§ WRITTEN REQUEST:
Provide an exact copy of the data, excluding the images.
⟨
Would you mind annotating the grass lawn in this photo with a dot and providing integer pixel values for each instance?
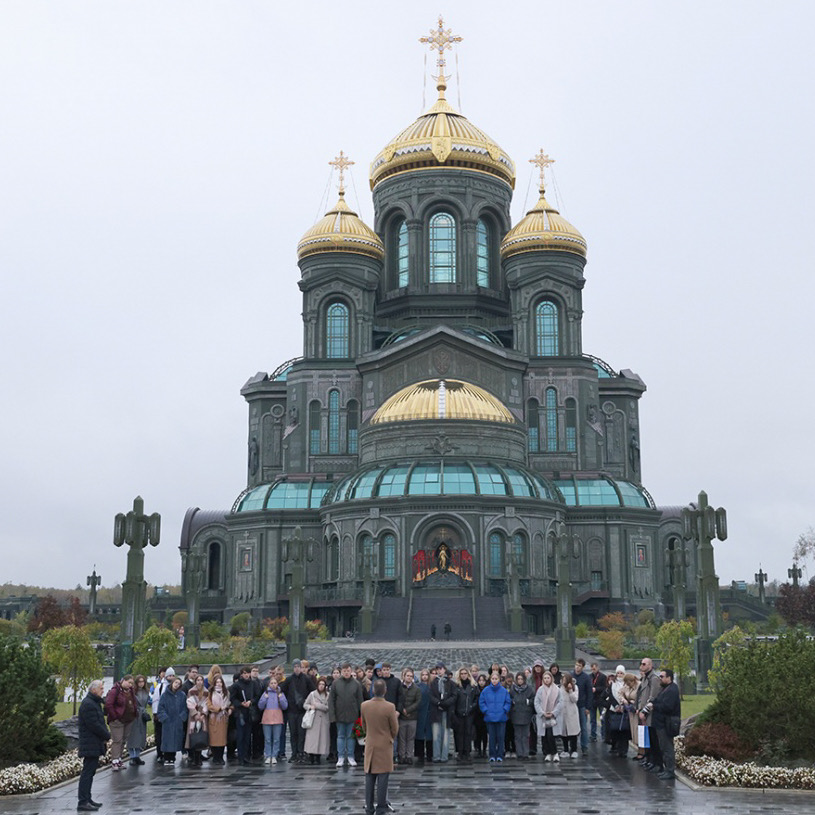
(692, 704)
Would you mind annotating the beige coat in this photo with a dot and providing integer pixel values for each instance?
(381, 726)
(318, 736)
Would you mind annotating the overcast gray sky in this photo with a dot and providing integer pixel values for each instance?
(159, 162)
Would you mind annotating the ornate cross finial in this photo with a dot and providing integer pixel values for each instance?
(441, 40)
(341, 162)
(542, 161)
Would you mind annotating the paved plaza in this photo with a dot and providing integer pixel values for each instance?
(588, 786)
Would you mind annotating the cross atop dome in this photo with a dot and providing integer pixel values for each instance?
(341, 162)
(441, 40)
(542, 161)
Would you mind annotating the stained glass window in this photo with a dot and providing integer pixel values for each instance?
(442, 248)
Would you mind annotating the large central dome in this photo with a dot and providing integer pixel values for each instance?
(442, 399)
(442, 137)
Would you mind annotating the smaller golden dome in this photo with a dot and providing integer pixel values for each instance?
(341, 230)
(442, 399)
(542, 228)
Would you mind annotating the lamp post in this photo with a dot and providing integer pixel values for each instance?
(296, 552)
(701, 523)
(137, 530)
(761, 579)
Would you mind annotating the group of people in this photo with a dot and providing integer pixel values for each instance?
(490, 714)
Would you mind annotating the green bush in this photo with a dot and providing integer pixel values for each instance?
(768, 687)
(31, 695)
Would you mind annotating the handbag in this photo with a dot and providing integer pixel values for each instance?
(308, 719)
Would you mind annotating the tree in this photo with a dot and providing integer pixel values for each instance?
(31, 693)
(48, 614)
(69, 652)
(675, 642)
(155, 648)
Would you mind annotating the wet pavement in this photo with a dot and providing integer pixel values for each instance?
(594, 784)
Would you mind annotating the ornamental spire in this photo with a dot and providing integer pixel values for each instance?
(542, 161)
(441, 39)
(341, 162)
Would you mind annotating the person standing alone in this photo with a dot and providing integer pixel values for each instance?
(381, 726)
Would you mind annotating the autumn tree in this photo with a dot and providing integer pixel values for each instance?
(69, 652)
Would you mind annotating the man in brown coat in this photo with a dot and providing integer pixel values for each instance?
(381, 726)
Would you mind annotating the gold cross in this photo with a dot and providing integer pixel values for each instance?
(542, 161)
(341, 162)
(440, 40)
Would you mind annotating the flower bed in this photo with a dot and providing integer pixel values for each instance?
(27, 778)
(716, 772)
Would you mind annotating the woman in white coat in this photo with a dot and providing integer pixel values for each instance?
(318, 736)
(568, 723)
(548, 706)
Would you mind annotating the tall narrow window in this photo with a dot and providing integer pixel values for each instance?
(388, 557)
(314, 428)
(533, 425)
(551, 420)
(546, 329)
(571, 426)
(336, 331)
(442, 248)
(402, 254)
(496, 554)
(333, 423)
(482, 253)
(519, 553)
(352, 422)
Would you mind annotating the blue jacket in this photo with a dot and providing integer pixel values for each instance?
(495, 702)
(172, 713)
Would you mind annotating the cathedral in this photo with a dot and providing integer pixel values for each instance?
(444, 438)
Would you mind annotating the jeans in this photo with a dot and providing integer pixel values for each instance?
(89, 765)
(345, 740)
(440, 738)
(271, 739)
(495, 735)
(584, 728)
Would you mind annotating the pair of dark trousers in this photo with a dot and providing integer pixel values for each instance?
(378, 781)
(297, 734)
(463, 733)
(89, 765)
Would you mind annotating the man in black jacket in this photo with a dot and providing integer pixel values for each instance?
(667, 714)
(93, 738)
(297, 688)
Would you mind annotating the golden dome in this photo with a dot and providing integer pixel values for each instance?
(442, 138)
(442, 399)
(543, 227)
(341, 230)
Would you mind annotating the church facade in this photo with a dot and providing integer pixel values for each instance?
(444, 435)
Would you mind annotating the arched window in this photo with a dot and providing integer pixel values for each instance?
(571, 426)
(365, 554)
(442, 248)
(533, 425)
(333, 423)
(314, 428)
(336, 331)
(519, 553)
(551, 420)
(214, 566)
(352, 423)
(388, 557)
(402, 254)
(496, 554)
(546, 329)
(482, 253)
⟩
§ REPLY:
Would you mind annotating the grass lawn in this photo with a dot and providing integer pixel values for each instance?
(692, 704)
Would you mind annotating the beige coat in this photo with a dot and providing integer pixel values for each instance?
(381, 726)
(318, 736)
Would you mind annotating the overcast gray sky in this photo with a dot and providing integer pixel values for each instance?
(159, 162)
Would you mind annotating the ornate cross finial in this photo with a dot and providing integer pixel values for each instance?
(441, 40)
(341, 162)
(542, 161)
Would you mind annotating the paved plaza in this photo with a dot and providing integer pixel values for each instance?
(588, 786)
Would you mind annotating the cross atop dome in this photo with a dot and providing integer pixel values for each instance?
(341, 162)
(441, 40)
(542, 161)
Would you mind annotating the stained glass window in this photo with a dot and providing integer pixel values for each instance?
(442, 248)
Would you mind annotating the large central dome in this photo with a dot and providing integer pixel values for each instance?
(442, 399)
(442, 137)
Would you mind annotating the smaller golden dome in this photo with a dot and providing integer pixel values for each instance?
(341, 230)
(442, 399)
(542, 228)
Would you mind annotating the lamp post in this photo with a dot and providing integer pixel values for each instance?
(296, 552)
(701, 523)
(137, 530)
(761, 579)
Would you mind annotating the group of people in this photo with a dot and providing integer pixel values for each instance?
(490, 714)
Would you mind annotating the green bush in this photo with a dot and providing integer pixel values for each instance?
(768, 687)
(31, 695)
Would you mind annotating the handbag in this photo with a dot and providing integer pixel values for each instance?
(308, 719)
Would you mind annotating the tree in this photo with a dot and providing integer pixel values for each instance?
(31, 693)
(48, 614)
(69, 652)
(675, 642)
(155, 648)
Would you mind annotating the wet pavement in this photo with a dot and providing integer pixel values for each instance?
(594, 784)
Would you mind annotating the ornamental spire in this photo with a dot and providing integer pixel values for each instance?
(542, 161)
(441, 39)
(341, 162)
Would you mind annotating the person standing alone in this photo with a dot and providing integer pixel values for each instance?
(381, 726)
Would you mind annotating the autumn tree in this photo with a dot and providing integer pixel values for each instance?
(69, 652)
Would you mind annotating the man in brown coat in this photo with a dot and providing integer pixel values for each instance?
(381, 726)
Would you mind annotating the gold cross in this photo with a dot and providing integer pixel values for each instance?
(542, 161)
(341, 162)
(440, 40)
Would you mind annotating the flower bed in this photo with a dot and providing integer pixel values for each instance?
(27, 778)
(716, 772)
Would you mind annotating the woman in white coat in this photo with a dot and providing integer pixel values for each instance?
(318, 736)
(568, 723)
(548, 706)
Would you mind annotating the tall narrow window in this photo with a dot and providing integer pixel values for each instance?
(388, 557)
(314, 428)
(533, 425)
(551, 420)
(546, 329)
(571, 426)
(336, 331)
(442, 248)
(402, 254)
(496, 554)
(333, 423)
(482, 253)
(519, 553)
(352, 422)
Would you mind annotating the blue jacket in this photo with a dot and providing integer pixel values for each instance?
(495, 702)
(172, 713)
Would you mind annotating the cathedral in this photo with a dot and providing integer pixel values for each instance?
(444, 438)
Would you mind annotating the jeans in this photo with a dot and providing integer pixel values for each instance?
(89, 765)
(345, 740)
(440, 738)
(271, 739)
(495, 735)
(584, 728)
Would you mind annotating the pair of dark trousers in this photo with a dot and providing integer pixel values for each instance?
(378, 781)
(297, 734)
(463, 733)
(89, 765)
Would you mind annotating the man in black jacket in this photo with a dot and providing integer pixel values for each instance?
(667, 714)
(93, 738)
(297, 688)
Would you mind annotating the golden dome in this photo with a dot and providing integer pixel values for each instance?
(442, 138)
(442, 399)
(543, 227)
(341, 230)
Would you mind annotating the church facade in this photo with a dot and providing integer pixel values for each instance?
(444, 435)
Would you mind annotating the arched window in this photo with a dot and providing integer pixel values for each instance?
(571, 426)
(365, 554)
(442, 248)
(533, 425)
(333, 423)
(314, 428)
(336, 331)
(519, 553)
(551, 420)
(214, 566)
(352, 423)
(388, 557)
(402, 254)
(496, 554)
(546, 329)
(482, 253)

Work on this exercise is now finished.